Try it: How many lines of the records below contain the word "bowl"? Answer with the number alone.

Start of Extracted records

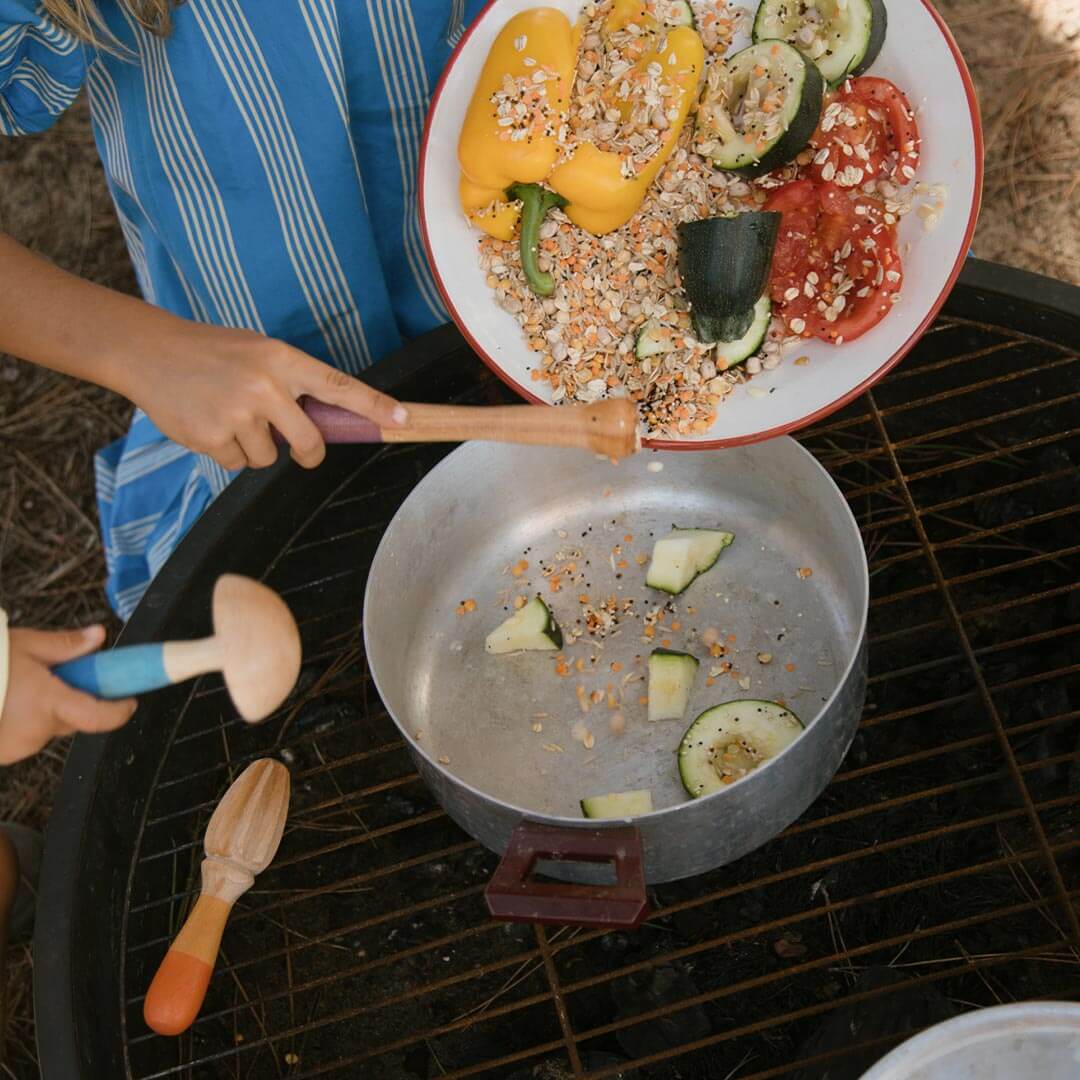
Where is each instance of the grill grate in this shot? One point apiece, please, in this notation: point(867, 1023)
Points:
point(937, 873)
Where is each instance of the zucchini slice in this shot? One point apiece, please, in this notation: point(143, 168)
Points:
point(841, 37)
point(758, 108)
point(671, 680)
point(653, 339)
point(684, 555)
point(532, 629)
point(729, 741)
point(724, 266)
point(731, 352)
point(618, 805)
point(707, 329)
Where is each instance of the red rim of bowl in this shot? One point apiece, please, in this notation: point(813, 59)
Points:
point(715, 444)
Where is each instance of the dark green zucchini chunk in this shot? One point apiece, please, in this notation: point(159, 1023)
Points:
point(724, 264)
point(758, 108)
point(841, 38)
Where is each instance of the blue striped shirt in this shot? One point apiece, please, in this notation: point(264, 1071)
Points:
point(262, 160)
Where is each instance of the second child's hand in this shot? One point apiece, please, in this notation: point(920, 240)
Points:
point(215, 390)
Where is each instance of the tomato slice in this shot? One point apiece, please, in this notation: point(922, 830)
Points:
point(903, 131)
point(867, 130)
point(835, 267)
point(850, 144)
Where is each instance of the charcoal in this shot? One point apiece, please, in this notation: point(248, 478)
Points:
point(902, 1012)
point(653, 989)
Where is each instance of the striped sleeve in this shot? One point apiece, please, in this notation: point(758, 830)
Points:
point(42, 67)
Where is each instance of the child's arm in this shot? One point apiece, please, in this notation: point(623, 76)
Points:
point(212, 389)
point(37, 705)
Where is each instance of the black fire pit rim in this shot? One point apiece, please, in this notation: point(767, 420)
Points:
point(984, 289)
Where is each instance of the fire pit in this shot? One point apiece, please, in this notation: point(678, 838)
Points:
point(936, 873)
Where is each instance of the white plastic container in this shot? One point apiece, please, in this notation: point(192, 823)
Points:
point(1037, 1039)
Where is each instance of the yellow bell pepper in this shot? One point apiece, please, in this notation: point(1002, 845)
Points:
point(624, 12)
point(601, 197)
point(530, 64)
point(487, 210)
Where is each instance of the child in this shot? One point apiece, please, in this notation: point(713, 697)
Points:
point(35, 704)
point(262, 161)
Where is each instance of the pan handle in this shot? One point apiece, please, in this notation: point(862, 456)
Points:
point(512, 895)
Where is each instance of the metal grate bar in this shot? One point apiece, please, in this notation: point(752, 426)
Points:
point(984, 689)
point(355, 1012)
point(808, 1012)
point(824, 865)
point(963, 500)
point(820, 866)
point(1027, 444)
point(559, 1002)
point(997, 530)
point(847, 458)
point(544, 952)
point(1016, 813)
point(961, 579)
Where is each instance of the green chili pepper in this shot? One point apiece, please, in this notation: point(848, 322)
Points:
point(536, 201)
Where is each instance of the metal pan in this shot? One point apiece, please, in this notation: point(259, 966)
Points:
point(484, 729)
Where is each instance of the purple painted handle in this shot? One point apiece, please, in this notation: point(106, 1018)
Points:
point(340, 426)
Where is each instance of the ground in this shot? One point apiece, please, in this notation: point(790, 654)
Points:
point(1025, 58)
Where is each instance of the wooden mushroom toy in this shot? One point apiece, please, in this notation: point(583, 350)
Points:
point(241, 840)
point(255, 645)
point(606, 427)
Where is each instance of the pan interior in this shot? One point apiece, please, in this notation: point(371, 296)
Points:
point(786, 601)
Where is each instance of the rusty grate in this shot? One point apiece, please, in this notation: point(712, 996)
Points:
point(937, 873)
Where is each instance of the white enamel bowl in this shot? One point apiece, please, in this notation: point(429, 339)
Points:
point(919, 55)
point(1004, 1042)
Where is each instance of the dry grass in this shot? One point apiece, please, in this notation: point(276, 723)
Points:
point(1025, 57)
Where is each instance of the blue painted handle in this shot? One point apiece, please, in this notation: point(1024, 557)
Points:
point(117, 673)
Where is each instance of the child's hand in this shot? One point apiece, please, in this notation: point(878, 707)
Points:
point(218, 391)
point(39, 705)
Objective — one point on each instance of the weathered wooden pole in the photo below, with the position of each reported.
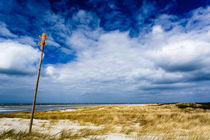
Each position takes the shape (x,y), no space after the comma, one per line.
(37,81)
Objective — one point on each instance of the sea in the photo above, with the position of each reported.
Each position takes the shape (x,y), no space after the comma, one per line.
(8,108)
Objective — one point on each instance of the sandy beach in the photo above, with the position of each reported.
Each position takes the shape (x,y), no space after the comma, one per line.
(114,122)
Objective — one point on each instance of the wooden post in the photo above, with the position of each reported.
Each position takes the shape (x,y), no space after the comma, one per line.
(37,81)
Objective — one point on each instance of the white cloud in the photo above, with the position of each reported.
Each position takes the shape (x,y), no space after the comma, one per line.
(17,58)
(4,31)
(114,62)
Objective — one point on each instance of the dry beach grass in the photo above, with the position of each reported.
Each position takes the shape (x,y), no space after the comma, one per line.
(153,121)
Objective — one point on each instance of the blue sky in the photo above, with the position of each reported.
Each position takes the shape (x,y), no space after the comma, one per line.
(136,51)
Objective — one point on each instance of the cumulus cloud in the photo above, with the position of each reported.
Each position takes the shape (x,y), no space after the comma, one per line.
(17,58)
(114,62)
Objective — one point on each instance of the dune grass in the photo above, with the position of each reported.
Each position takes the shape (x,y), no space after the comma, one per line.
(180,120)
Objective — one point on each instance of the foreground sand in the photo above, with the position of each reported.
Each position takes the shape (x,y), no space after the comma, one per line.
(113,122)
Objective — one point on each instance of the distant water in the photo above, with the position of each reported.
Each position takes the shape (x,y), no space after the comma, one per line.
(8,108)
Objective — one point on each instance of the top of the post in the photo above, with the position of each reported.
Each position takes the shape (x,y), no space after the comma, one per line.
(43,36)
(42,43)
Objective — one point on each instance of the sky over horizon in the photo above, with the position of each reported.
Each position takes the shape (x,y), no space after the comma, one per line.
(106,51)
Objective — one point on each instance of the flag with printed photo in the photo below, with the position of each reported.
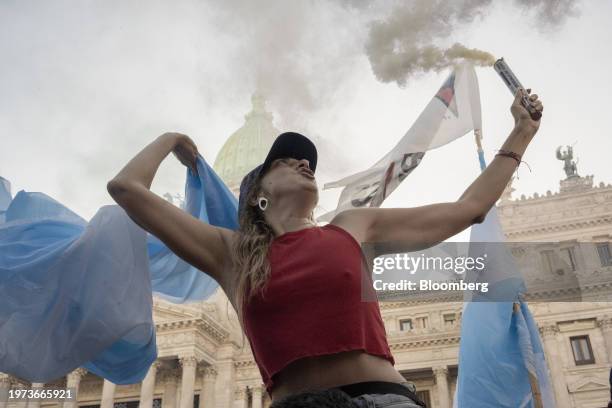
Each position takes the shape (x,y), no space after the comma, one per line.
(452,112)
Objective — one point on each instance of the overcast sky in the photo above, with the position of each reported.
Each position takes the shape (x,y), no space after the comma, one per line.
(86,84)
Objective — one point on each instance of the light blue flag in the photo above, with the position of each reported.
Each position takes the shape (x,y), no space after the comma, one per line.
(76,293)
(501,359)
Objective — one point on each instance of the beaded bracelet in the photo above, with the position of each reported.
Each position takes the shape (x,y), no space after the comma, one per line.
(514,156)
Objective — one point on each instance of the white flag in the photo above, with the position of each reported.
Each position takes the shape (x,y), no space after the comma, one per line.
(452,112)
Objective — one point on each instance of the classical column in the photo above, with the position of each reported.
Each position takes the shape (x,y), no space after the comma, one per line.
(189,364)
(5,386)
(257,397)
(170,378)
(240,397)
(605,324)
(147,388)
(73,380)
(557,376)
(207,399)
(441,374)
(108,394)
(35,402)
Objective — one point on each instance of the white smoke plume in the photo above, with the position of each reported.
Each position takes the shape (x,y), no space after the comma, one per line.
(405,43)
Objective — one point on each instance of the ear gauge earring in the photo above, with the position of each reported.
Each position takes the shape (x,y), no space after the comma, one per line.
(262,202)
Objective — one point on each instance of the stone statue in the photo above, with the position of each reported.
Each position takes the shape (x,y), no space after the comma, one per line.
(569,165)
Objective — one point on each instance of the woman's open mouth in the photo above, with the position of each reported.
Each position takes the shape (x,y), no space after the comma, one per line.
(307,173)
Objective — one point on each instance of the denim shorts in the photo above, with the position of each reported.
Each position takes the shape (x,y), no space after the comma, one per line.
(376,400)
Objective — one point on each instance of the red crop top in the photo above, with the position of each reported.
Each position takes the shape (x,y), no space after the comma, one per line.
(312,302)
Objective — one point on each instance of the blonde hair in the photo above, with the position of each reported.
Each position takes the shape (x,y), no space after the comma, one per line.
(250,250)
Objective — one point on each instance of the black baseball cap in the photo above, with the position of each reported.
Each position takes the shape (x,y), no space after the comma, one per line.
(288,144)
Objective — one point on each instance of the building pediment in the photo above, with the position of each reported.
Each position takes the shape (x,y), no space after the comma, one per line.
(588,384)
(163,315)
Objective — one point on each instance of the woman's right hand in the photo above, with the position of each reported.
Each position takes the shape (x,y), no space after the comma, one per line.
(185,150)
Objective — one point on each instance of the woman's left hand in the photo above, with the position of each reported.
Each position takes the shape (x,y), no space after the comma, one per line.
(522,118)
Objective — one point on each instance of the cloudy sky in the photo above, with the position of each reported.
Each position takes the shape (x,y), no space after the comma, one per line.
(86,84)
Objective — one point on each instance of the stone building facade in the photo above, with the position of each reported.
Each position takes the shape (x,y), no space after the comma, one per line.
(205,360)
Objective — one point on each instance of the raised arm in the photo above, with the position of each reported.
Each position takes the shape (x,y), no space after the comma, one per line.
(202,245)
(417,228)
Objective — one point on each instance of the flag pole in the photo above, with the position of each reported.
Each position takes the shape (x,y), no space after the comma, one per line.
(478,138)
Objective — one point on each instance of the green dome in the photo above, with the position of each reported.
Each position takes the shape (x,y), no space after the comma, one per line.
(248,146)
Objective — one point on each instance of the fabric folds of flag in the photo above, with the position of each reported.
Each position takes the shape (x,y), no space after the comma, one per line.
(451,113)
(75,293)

End of Extracted records

Reply to the exercise: 2